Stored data
----------------

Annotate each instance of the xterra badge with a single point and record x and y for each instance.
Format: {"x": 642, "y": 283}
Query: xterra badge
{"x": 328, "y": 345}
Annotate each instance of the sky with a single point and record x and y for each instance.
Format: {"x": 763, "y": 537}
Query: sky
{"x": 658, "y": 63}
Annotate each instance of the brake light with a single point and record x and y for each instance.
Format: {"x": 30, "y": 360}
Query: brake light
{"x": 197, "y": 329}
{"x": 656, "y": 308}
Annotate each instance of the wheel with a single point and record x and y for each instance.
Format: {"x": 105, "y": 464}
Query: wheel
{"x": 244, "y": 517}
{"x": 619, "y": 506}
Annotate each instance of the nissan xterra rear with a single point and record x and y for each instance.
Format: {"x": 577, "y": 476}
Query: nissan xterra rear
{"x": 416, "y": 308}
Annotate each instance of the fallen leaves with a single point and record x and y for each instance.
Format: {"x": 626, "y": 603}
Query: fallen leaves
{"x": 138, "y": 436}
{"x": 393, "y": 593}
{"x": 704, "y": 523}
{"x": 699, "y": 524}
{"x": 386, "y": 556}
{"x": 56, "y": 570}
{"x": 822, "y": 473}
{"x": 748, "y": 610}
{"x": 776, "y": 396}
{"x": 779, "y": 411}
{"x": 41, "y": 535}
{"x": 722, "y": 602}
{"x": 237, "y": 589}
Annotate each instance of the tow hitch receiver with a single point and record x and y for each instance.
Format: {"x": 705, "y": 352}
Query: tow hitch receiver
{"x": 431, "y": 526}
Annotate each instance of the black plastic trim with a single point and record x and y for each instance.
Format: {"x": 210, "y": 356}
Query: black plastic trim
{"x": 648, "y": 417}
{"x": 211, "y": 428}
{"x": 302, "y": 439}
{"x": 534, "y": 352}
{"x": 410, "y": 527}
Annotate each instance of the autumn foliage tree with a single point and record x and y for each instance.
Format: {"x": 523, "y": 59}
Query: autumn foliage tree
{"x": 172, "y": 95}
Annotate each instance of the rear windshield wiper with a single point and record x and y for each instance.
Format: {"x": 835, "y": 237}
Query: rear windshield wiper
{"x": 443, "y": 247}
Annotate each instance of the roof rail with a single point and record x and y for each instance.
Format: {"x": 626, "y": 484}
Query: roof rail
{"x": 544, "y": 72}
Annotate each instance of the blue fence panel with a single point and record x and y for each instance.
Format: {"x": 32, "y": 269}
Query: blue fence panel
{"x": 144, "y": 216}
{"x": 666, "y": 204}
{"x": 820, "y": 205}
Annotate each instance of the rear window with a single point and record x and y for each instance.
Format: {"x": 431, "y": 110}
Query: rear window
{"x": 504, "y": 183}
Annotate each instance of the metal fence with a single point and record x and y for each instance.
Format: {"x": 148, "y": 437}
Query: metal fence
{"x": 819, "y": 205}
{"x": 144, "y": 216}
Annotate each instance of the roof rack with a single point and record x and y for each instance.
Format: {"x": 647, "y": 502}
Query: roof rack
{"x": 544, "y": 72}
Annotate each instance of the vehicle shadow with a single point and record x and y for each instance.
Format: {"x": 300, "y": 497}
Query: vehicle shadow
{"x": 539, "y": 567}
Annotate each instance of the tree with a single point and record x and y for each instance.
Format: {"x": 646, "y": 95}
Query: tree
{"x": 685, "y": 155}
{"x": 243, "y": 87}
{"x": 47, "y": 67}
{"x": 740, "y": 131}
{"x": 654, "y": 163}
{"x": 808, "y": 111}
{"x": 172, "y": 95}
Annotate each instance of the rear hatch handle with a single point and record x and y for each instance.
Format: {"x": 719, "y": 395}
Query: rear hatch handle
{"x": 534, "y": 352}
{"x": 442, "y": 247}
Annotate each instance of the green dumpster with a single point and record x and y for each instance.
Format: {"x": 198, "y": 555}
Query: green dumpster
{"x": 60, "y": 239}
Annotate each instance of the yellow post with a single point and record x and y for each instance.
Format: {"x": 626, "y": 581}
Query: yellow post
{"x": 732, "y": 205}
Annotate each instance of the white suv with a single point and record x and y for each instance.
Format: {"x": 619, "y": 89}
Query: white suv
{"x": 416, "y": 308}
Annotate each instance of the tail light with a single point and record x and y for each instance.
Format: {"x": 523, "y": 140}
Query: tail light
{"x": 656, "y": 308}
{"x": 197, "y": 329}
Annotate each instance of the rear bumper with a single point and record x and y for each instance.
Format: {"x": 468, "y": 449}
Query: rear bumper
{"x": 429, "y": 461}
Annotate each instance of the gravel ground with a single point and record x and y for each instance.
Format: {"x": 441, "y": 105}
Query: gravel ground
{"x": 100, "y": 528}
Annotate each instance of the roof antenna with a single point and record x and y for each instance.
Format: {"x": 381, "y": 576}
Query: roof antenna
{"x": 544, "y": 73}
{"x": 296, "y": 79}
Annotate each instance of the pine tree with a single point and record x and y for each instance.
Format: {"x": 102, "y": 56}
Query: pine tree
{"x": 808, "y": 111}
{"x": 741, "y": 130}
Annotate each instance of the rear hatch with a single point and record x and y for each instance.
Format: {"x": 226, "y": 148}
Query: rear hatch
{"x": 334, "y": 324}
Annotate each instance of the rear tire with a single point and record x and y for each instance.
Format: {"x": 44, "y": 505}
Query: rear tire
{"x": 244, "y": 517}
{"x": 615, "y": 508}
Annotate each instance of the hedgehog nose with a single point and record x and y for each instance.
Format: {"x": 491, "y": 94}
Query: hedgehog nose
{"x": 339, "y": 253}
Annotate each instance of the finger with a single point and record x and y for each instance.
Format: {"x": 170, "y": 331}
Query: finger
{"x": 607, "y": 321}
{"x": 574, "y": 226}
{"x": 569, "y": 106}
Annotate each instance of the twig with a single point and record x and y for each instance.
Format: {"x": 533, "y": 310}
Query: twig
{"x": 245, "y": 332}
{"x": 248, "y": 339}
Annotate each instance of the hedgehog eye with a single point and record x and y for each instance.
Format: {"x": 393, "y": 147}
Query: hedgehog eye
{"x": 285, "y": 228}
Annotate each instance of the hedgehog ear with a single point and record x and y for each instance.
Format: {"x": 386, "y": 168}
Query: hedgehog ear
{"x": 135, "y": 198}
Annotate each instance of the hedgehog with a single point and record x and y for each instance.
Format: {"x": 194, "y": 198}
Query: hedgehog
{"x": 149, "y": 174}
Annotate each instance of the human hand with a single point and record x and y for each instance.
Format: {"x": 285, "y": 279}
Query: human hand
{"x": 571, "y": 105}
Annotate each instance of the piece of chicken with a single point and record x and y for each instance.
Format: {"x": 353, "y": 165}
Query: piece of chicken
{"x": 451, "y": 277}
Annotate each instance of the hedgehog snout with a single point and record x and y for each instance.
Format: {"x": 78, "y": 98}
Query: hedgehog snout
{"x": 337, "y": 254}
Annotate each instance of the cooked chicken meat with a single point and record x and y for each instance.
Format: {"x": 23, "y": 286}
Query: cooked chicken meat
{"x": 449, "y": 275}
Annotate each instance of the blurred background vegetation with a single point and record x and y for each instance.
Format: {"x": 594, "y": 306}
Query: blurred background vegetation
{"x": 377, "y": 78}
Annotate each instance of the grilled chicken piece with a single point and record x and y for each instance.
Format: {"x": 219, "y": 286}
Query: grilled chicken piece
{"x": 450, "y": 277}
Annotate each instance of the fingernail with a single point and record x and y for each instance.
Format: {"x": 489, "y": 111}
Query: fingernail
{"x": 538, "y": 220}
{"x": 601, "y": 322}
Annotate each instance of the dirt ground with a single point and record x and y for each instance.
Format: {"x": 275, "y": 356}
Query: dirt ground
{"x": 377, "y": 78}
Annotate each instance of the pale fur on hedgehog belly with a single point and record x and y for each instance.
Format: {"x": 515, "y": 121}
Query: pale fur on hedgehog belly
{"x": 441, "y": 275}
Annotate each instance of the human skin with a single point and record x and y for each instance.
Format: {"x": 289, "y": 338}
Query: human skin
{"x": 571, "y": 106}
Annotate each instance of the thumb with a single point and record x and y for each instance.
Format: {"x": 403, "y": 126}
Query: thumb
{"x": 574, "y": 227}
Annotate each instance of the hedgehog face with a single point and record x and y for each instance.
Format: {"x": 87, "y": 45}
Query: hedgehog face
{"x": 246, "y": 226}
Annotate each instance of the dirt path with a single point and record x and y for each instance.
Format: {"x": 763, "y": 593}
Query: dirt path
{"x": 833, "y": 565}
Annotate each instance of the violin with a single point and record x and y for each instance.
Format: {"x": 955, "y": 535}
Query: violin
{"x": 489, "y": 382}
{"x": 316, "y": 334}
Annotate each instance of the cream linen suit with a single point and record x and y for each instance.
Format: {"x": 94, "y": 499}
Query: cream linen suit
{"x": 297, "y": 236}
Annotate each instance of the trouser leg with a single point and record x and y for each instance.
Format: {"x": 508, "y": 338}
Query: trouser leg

----------------

Lay out the stretch of entries from the line containing "Annotate each instance of the grilled" through the end of the entries as a numbered list, omitting blank lines.

1. Annotate each instance of the grilled chicken piece with a single point and record x and y for each instance.
2. Format: {"x": 219, "y": 286}
3. Query: grilled chicken piece
4. {"x": 450, "y": 277}
5. Annotate each instance of the fingernail with a single point and record x and y for each instance.
6. Format: {"x": 489, "y": 111}
7. Query: fingernail
8. {"x": 538, "y": 220}
9. {"x": 601, "y": 322}
10. Annotate each instance of the dirt ground with a single point and record x and y for each instance.
11. Format: {"x": 275, "y": 356}
12. Query: dirt ground
13. {"x": 377, "y": 78}
14. Annotate each instance of the pale fur on hedgehog belly with a single point and record x and y for each instance.
15. Format: {"x": 515, "y": 121}
16. Query: pale fur on hedgehog belly
17. {"x": 441, "y": 275}
18. Annotate each instance of the human skin with a single point and record x and y for each instance.
19. Format: {"x": 289, "y": 338}
20. Query: human skin
21. {"x": 571, "y": 106}
22. Annotate each instance of the thumb with a single point and record x and y for each instance.
23. Format: {"x": 403, "y": 126}
24. Query: thumb
25. {"x": 574, "y": 227}
26. Annotate each instance of the hedgehog face with a single point and record x and y for each instance.
27. Format: {"x": 87, "y": 45}
28. Query: hedgehog face
29. {"x": 246, "y": 226}
30. Annotate each instance of the dirt path with a single point and record x and y for each instance.
31. Format: {"x": 763, "y": 593}
32. Query: dirt path
33. {"x": 833, "y": 565}
34. Annotate each instance of the violin with a single point and record x and y for each instance.
35. Format: {"x": 955, "y": 535}
36. Query: violin
37. {"x": 489, "y": 382}
38. {"x": 316, "y": 334}
39. Annotate each instance of the cream linen suit with a single point and record x and y for each instance.
40. Format: {"x": 94, "y": 499}
41. Query: cream linen suit
42. {"x": 297, "y": 236}
43. Annotate each instance of the trouser leg with a single point and record x and y for each instance.
44. Format: {"x": 508, "y": 338}
45. Query: trouser leg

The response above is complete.